### GIVEN EXERCISE
Repeat each entry in full, exactly.

### PROVIDED RECORDS
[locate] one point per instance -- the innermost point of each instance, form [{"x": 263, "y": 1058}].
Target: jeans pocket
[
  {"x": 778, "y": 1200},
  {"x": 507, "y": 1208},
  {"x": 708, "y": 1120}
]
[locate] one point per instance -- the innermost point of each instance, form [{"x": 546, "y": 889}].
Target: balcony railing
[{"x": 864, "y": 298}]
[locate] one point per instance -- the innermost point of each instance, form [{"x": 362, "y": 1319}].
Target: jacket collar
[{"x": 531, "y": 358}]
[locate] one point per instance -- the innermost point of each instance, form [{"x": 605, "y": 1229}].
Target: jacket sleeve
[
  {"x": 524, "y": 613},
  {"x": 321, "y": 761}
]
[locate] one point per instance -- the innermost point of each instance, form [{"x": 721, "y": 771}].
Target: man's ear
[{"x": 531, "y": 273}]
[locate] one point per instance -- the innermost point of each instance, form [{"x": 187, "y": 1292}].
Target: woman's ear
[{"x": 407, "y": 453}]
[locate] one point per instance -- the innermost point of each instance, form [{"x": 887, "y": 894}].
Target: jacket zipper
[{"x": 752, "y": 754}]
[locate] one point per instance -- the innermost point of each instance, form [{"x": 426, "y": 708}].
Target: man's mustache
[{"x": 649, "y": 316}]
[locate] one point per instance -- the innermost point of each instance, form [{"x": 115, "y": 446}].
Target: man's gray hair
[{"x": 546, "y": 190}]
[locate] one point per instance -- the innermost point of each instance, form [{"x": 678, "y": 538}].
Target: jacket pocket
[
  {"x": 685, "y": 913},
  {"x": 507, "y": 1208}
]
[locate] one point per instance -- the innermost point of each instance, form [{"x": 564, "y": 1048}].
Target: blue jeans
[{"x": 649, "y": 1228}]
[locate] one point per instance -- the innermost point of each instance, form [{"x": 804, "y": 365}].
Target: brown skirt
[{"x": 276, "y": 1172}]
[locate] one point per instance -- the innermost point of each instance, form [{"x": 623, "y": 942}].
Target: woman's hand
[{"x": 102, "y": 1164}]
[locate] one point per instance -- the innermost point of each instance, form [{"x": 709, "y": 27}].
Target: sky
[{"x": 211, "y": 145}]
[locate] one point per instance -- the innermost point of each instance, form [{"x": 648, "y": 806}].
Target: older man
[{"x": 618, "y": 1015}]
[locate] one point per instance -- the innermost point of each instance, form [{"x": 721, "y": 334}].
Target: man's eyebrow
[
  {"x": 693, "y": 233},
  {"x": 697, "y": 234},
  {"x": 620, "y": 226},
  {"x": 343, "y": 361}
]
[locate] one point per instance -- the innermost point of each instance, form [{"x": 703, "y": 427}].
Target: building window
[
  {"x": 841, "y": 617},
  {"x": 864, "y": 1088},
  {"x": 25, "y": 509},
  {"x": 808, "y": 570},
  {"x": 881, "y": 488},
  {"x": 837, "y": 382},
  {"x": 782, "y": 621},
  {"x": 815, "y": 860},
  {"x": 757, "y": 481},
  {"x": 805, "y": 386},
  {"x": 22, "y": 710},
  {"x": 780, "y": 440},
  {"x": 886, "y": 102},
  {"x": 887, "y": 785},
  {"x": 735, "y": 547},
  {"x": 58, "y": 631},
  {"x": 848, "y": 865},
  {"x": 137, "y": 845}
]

### ANSWER FOR THIS EXERCISE
[locate] one point per instance -- the innermost point of each instance, form [{"x": 263, "y": 1058}].
Target: jeans pocket
[
  {"x": 778, "y": 1200},
  {"x": 507, "y": 1208},
  {"x": 708, "y": 1120}
]
[locate] one point per instance -- the innermost point of each instance, form [{"x": 546, "y": 889}].
Target: balcony railing
[{"x": 864, "y": 298}]
[locate] one point per instance -- the innermost point of each instance, form [{"x": 362, "y": 1319}].
Target: jacket collar
[{"x": 531, "y": 358}]
[locate] one point per instance -- the innermost point of each instance, form [{"x": 605, "y": 1229}].
Target: jacket sleeve
[
  {"x": 524, "y": 613},
  {"x": 321, "y": 761}
]
[locate] one point per instance -- the innermost point of each instance, form [{"x": 721, "y": 771}].
Target: man's ear
[{"x": 531, "y": 273}]
[locate] one point per instance -- the innermost point of each instance, form [{"x": 187, "y": 1292}].
Target: woman's ear
[{"x": 407, "y": 453}]
[locate] one point per instance -- the innermost point of each instance, form [{"x": 887, "y": 894}].
Target: jacket zipper
[{"x": 752, "y": 754}]
[locate] one point per instance -- the innermost point of each instance, form [{"x": 426, "y": 708}].
Target: man's mustache
[{"x": 649, "y": 316}]
[locate] one point per instance -- the innermost point of each instance, form [{"x": 115, "y": 446}].
Target: man's gray hair
[{"x": 546, "y": 190}]
[locate] one point per instance -- the innermost point of each instance, form [{"x": 678, "y": 538}].
Target: jacket pocket
[
  {"x": 685, "y": 913},
  {"x": 507, "y": 1208}
]
[locate] one point per instance -- the innermost point of each instance, form [{"x": 564, "y": 1048}].
Target: blue jeans
[{"x": 649, "y": 1228}]
[locate] one point per instance -- the innermost point of each instance, form [{"x": 804, "y": 365}].
Target: brown skirt
[{"x": 276, "y": 1172}]
[locate] one point per instance -- the innermost point of each instance, form [{"x": 623, "y": 942}].
Target: woman's hand
[{"x": 102, "y": 1164}]
[locate] one point per instance -- the innermost point of each instance, form [{"x": 709, "y": 27}].
Target: sky
[{"x": 211, "y": 145}]
[locate] one point per instance -- the innermost point of each instance, form [{"x": 648, "y": 806}].
Target: older man
[{"x": 618, "y": 1015}]
[locate] one point per instance -- the innermost point of each instance, form [{"x": 721, "y": 334}].
Target: man's eyebrow
[
  {"x": 693, "y": 233},
  {"x": 697, "y": 234},
  {"x": 620, "y": 226},
  {"x": 343, "y": 361}
]
[locate] one point per instance -- the innermost point of each instance, form [{"x": 703, "y": 427}].
Target: building window
[
  {"x": 841, "y": 617},
  {"x": 864, "y": 1088},
  {"x": 25, "y": 509},
  {"x": 808, "y": 570},
  {"x": 881, "y": 488},
  {"x": 837, "y": 382},
  {"x": 782, "y": 621},
  {"x": 815, "y": 860},
  {"x": 757, "y": 481},
  {"x": 805, "y": 386},
  {"x": 22, "y": 710},
  {"x": 780, "y": 440},
  {"x": 886, "y": 102},
  {"x": 887, "y": 785},
  {"x": 735, "y": 547},
  {"x": 58, "y": 631},
  {"x": 848, "y": 865},
  {"x": 137, "y": 845}
]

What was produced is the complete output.